Réseau Espace Rural Projet Spatial
Catalyser des mondes : vers un approfondissement des territoires de l’agriculture
vendredi 18 novembre 2022à 09:00
Journée d'échange
Réseau ERPS
Coordonnée par Mathieu Delorme, Sébastien Marot, Frédérique Mocquet
Cette journée, organisée dans le cadre du réseau Espace Rural Projet Spatial et de l’OCS AUSser en vue de la préparation des rencontres 2024, a fait l’objet d’un podcast, disponible sur cette page.
Les analyses les plus sérieuses de la situation environnementale contemporaine, et des défis considérables qu’elle adresse aux générations présentes, convergent largement sur le constat qu’une révolution théorique et pratique est nécessaire dans tous les domaines, depuis les techniques d’acquisition et de transformation des ressources jusqu’à leurs modes d’échange et de consommation.

> [MATÉRIEL FOURNI]

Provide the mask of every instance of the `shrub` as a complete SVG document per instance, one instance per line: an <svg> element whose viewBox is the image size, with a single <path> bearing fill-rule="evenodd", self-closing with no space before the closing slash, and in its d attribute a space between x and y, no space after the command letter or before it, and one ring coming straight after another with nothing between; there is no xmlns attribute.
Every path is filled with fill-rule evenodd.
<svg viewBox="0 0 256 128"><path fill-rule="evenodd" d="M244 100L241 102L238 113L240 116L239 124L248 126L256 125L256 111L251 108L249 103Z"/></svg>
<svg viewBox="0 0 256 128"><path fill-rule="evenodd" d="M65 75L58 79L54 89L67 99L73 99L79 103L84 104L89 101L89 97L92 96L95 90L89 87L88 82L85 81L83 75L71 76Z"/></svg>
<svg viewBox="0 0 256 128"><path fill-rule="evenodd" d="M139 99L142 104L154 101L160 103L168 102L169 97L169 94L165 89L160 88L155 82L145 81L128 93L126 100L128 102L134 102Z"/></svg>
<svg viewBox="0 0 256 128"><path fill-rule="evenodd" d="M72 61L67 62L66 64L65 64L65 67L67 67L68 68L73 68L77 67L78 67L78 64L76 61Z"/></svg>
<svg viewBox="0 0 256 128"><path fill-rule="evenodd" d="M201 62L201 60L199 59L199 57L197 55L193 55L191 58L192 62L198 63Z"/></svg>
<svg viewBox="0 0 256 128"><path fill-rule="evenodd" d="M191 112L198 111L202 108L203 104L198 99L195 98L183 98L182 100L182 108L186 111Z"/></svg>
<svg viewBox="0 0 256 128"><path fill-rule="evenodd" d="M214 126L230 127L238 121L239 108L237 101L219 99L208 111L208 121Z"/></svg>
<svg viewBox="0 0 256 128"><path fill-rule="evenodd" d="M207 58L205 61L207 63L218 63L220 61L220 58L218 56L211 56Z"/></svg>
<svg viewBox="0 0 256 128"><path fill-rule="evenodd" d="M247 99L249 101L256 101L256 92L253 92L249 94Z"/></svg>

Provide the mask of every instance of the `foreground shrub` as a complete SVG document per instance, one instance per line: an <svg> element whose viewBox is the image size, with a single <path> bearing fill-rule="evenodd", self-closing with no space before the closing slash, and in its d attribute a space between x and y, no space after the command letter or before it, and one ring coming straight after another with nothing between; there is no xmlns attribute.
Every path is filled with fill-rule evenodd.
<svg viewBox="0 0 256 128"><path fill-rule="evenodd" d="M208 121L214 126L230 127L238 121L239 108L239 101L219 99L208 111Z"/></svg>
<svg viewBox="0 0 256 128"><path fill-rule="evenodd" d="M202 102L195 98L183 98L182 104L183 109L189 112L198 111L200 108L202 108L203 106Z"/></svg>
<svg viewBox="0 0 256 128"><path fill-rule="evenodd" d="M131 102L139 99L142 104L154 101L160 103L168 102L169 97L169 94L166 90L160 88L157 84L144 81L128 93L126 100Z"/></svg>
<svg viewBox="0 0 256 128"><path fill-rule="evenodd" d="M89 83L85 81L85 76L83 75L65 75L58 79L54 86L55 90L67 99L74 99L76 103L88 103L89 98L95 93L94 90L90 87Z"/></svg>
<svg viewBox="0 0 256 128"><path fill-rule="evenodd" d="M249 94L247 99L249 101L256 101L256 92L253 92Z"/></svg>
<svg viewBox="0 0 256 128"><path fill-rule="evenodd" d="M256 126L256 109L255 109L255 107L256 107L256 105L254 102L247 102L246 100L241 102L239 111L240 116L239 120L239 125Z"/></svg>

> [ÉNONCÉ 1] Traduisez en anglais cette phrase de l'extrait fourni : « Cette journée, organisée dans le cadre du réseau Espace Rural Projet Spatial et de l’OCS AUSser en vue de la préparation des rencontres 2024, a fait l’objet d’un podcast, disponible sur cette page. »
> [ÉNONCÉ 2] Poursuivez le texte sur la journée d'échange consacrée aux territoires de l'agriculture en reprenant juste après sa dernière phrase.

> [RÉSULTAT ATTENDU 1] This day, organized as part of the Espace Rural Projet Spatial network and the OCS AUSser in preparation for the 2024 meetings, was the subject of a podcast, available on this page.

> [RÉSULTAT ATTENDU 2]
Cette révolution (au plein sens d’un retour et d’un retournement) appelle clairement une recomposition, un retissage, un étoffement, voire un approfondissement des paysages et des milieux. Elle fait même de cet approfondissement, et de la reconnaissance des métabolismes qui unissent l’ensemble des composantes humaines et non humaines des territoires, la cause, le véritable sens de la vie et de la survie collective des sociétés aujourd’hui. Au cœur de cette question se trouvent les activités que l’on désigne aujourd’hui génériquement sous le nom d’agriculture, c’est-à-dire les arts et techniques d’acquisition des ressources vivantes, qui sont les matrices et les bases de la « culture ».
Depuis 60 ans[^La Politique Agricole Commune européenne (PAC) fêtera ses 60 ans le 30 juillet 2022.], les politiques et systèmes agricoles, aux échelles européenne, nationale et locale, sont de plus en plus déconnectés de leurs territoires. Notre alimentation, déterritorialisée, n’est plus vectrice d’une manière d’habiter les espaces et les lieux. En France, le projet de modernisation des Trente Glorieuses, en même temps qu’il façonnait une industrie et des structures urbaines et métropolitaines inédites, a modifié en profondeur les pratiques et les espaces agricoles traditionnels, notamment à l’aune des standards productivistes de l’industrie.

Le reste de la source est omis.